SOURCE RECORDS ▸
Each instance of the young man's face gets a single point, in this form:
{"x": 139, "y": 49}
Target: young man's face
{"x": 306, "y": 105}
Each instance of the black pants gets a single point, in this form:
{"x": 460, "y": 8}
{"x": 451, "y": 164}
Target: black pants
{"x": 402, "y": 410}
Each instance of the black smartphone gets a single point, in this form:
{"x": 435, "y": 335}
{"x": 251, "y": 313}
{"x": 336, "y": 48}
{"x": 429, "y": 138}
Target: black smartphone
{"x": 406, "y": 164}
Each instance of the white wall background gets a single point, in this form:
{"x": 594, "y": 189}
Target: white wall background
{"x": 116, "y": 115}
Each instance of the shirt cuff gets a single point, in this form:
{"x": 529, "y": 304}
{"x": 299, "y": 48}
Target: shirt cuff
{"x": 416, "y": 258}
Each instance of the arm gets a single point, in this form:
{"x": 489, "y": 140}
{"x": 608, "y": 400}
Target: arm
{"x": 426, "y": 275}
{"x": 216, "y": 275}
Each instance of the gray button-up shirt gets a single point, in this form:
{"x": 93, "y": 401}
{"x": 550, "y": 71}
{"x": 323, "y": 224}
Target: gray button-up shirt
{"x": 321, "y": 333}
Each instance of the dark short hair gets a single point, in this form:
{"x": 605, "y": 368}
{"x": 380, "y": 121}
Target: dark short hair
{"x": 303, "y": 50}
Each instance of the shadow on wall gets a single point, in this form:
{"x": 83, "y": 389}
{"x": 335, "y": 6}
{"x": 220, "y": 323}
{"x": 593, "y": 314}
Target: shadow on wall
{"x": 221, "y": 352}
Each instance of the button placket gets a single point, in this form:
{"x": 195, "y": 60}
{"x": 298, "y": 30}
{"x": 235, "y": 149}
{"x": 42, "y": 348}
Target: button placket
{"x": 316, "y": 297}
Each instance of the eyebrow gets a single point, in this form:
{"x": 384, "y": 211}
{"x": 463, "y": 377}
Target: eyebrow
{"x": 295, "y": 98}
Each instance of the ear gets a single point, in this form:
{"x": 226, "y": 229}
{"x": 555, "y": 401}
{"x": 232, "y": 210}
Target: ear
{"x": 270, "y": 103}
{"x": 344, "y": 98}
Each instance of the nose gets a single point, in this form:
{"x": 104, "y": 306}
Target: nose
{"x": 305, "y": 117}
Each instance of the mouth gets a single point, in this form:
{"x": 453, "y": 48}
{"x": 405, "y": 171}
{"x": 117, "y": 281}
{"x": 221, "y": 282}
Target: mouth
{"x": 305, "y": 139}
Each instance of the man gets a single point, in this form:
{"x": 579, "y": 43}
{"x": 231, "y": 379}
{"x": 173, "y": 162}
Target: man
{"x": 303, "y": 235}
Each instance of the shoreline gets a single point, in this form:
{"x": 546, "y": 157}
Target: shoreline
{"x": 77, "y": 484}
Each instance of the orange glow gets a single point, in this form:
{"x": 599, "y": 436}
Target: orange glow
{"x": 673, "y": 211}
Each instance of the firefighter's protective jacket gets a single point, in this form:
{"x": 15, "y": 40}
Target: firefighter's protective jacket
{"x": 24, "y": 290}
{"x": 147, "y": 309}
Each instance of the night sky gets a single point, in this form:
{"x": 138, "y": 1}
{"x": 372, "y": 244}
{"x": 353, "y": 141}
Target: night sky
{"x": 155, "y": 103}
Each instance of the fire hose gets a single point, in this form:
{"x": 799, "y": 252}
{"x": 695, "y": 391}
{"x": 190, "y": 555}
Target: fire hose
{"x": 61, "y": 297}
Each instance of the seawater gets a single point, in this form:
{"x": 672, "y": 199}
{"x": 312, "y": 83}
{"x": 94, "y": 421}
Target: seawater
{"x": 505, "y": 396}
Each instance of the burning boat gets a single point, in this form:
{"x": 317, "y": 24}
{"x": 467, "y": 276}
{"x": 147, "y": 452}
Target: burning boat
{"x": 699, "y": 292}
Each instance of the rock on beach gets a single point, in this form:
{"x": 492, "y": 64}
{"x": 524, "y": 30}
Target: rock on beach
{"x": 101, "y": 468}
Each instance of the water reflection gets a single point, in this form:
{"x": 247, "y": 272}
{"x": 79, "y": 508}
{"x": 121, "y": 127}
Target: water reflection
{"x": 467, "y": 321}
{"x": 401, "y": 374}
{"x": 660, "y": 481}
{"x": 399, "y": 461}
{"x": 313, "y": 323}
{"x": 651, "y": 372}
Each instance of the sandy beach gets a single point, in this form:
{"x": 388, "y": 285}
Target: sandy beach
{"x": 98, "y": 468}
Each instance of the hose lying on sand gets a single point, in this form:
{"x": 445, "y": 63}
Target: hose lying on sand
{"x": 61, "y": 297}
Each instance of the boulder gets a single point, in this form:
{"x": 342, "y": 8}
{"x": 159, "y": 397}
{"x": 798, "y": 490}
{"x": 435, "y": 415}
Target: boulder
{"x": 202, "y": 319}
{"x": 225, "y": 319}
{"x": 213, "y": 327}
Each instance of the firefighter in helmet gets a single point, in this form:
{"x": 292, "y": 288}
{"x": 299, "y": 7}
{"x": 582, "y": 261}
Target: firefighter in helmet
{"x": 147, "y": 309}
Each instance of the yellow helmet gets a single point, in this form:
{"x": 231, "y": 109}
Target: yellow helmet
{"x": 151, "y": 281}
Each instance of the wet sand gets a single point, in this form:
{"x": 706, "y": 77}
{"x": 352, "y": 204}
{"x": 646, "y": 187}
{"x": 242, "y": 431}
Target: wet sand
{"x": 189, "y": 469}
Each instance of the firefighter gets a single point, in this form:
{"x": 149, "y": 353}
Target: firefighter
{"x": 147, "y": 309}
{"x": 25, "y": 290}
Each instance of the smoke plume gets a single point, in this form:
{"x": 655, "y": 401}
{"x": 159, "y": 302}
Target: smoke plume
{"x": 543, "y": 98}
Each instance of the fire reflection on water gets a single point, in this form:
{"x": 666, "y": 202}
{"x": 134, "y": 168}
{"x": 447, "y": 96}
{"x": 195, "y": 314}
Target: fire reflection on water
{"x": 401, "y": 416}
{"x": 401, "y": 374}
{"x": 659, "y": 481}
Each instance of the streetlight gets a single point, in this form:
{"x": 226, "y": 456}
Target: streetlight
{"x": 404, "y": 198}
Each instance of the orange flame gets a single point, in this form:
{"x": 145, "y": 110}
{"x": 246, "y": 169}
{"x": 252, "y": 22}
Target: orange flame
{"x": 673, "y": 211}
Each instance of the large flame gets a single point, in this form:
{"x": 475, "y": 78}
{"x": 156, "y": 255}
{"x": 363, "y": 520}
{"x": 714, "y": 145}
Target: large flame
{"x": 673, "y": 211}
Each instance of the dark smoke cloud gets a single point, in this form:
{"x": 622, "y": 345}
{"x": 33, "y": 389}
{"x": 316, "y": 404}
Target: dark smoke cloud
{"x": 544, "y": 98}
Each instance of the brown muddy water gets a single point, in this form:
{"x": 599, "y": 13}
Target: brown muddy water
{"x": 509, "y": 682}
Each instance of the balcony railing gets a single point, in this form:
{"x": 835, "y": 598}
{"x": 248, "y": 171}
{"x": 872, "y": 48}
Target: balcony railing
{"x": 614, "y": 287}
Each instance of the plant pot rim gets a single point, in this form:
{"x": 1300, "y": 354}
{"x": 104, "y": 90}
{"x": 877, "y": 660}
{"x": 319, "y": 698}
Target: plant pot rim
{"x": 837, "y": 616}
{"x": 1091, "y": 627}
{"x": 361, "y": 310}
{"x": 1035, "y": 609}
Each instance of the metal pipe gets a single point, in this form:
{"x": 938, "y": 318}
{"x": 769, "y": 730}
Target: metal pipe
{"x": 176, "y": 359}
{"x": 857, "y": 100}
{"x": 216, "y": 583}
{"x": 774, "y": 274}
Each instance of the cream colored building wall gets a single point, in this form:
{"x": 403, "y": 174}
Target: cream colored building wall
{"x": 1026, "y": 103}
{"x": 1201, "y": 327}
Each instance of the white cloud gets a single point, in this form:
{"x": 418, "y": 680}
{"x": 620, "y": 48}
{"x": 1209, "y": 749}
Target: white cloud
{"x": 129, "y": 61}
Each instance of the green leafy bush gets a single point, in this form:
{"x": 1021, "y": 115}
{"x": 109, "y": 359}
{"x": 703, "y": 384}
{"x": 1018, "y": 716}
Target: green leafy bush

STATED GOAL ▸ Give back exactly the lines running from the line containing "Each instance of the dark smoke" through the end of the material above, both included, and nothing beyond them.

COMPLETE OUTPUT ▸
Each instance of the dark smoke cloud gets a single point, in this form:
{"x": 622, "y": 345}
{"x": 33, "y": 389}
{"x": 316, "y": 404}
Target: dark smoke cloud
{"x": 544, "y": 98}
Each instance of the brown muddy water gets a single point, in this form:
{"x": 599, "y": 13}
Target: brown muddy water
{"x": 509, "y": 682}
Each instance of the balcony railing gets a single point, in this form:
{"x": 835, "y": 598}
{"x": 248, "y": 171}
{"x": 872, "y": 48}
Target: balcony railing
{"x": 614, "y": 287}
Each instance of the plant pot rim gets a single point, in this form:
{"x": 1300, "y": 354}
{"x": 104, "y": 90}
{"x": 877, "y": 660}
{"x": 319, "y": 698}
Target: plant pot rim
{"x": 837, "y": 616}
{"x": 1091, "y": 627}
{"x": 361, "y": 310}
{"x": 1035, "y": 609}
Each instance of the metal pipe gets a single point, in this form:
{"x": 938, "y": 318}
{"x": 769, "y": 730}
Target: metal pipe
{"x": 176, "y": 359}
{"x": 857, "y": 100}
{"x": 216, "y": 583}
{"x": 774, "y": 274}
Each instance of the cream colored building wall gets a single point, in this form:
{"x": 403, "y": 174}
Target: cream colored building wall
{"x": 1026, "y": 103}
{"x": 1201, "y": 327}
Each instance of the white cloud gets a single point, in this form:
{"x": 418, "y": 680}
{"x": 620, "y": 48}
{"x": 1209, "y": 749}
Target: white cloud
{"x": 129, "y": 61}
Each instance of the green leafy bush gets a single point, in this form:
{"x": 1021, "y": 115}
{"x": 109, "y": 359}
{"x": 703, "y": 384}
{"x": 1018, "y": 716}
Target: green leafy bush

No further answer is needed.